_SET EXERCISE_:
Return all of the lines below exactly as they are.

[BEGIN]

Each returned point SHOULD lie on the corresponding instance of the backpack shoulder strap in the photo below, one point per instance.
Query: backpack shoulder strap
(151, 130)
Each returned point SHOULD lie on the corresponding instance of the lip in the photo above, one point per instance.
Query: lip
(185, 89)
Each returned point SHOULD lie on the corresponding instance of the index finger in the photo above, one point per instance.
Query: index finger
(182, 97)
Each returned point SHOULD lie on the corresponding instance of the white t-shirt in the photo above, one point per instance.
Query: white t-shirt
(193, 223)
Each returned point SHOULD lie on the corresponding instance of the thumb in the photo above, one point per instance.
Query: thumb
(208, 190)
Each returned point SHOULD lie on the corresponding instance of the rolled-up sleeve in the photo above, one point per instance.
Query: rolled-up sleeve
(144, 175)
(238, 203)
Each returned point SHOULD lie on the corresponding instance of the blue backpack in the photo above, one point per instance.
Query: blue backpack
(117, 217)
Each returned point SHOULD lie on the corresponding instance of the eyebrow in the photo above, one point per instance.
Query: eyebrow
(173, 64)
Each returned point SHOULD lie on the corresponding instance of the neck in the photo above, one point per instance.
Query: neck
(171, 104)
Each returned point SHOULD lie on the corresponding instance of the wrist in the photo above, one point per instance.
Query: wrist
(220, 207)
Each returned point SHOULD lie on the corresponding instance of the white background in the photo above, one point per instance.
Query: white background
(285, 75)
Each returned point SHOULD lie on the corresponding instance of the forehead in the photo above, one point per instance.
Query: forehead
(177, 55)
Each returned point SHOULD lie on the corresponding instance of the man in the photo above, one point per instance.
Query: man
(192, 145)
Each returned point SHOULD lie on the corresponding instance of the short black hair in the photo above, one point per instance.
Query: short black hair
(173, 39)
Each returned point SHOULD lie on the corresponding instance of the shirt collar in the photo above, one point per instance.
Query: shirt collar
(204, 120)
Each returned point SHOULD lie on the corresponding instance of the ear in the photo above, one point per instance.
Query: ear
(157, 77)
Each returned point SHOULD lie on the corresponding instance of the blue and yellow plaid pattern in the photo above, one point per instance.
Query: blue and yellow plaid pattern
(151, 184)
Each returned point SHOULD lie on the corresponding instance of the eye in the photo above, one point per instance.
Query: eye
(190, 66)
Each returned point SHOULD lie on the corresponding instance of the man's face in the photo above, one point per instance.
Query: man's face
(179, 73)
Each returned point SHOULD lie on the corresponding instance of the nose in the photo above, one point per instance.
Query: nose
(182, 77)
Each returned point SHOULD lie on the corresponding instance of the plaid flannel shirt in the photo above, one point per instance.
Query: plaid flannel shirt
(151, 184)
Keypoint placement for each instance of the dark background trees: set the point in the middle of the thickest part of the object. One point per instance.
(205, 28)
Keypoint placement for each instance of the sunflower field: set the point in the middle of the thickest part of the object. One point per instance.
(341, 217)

[END]

_TASK ANSWER_:
Each returned point SHOULD lie on the corresponding instance of the backpack shoulder strap in the photo below, one point per instance.
Query: backpack shoulder strap
(151, 130)
Each returned point SHOULD lie on the corresponding instance of the lip in the photo above, one point per instance.
Query: lip
(185, 89)
Each returned point SHOULD lie on the corresponding instance of the index finger in the photo above, one point per instance.
Query: index finger
(182, 97)
Each returned point SHOULD lie on the corresponding instance of the white t-shirt in the photo above, one point per instance.
Query: white t-shirt
(193, 223)
Each returned point SHOULD lie on the corresponding instance of the thumb in the photo above, one point per instance.
Query: thumb
(208, 190)
Each returned point SHOULD lie on the corresponding instance of the rolled-up sleeve in the photo above, one point per instance.
Query: rolled-up sleeve
(144, 175)
(238, 203)
Each returned point SHOULD lie on the corresponding instance of the blue backpack in the photo above, one point per instance.
Query: blue backpack
(117, 217)
Each returned point SHOULD lie on the corresponding instance of the eyebrow in the photo above, one point per instance.
Query: eyebrow
(173, 64)
Each returned point SHOULD lie on the corresponding instance of the neck in the photo above, one point per instance.
Query: neck
(171, 104)
Each returned point SHOULD lie on the corresponding instance of the wrist in the photo above, one point per instance.
Query: wrist
(220, 207)
Each returned point SHOULD lie on the corresponding instance of the white background in the photo above, one point per instance.
Query: white background
(285, 75)
Each returned point SHOULD lie on the corresponding instance of the forehead in the photo above, one point per instance.
Query: forehead
(177, 55)
Each returned point SHOULD lie on the corresponding instance of the man in the photo above, one point per instance.
Query: man
(192, 145)
Each returned point SHOULD lie on the corresponding instance of the short black hair in the photo above, one point per instance.
Query: short black hair
(173, 39)
Each returned point SHOULD lie on the corresponding instance of the shirt collar in the photo above, one point per instance.
Query: shirt collar
(204, 120)
Each returned point SHOULD lie on the corresponding instance of the ear in the photo above, one point per instance.
Query: ear
(157, 77)
Each returned point SHOULD lie on the corresponding instance of the blue and yellow plaid pattern in the photo above, one point per instance.
Query: blue and yellow plaid pattern
(151, 184)
Each returned point SHOULD lie on the corresponding instance of the eye in the photo above, one point per instance.
Query: eye
(190, 66)
Each returned point SHOULD lie on the corresponding instance of the man's face in the photo above, one point per instance.
Query: man's face
(179, 73)
Each returned point SHOULD lie on the corresponding instance of the nose in the photo above, one point per instance.
Query: nose
(182, 77)
Each returned point SHOULD lie on the corresponding instance of the plaid flannel shirt in the photo above, one point per instance.
Query: plaid flannel shirt
(151, 184)
Keypoint placement for each instance of the dark background trees: set the point in the middle of the thickest part of the object. One point per instance.
(205, 28)
Keypoint placement for each instance of the sunflower field: set the point in the middle of the thickest part of the object. One point per instance.
(341, 217)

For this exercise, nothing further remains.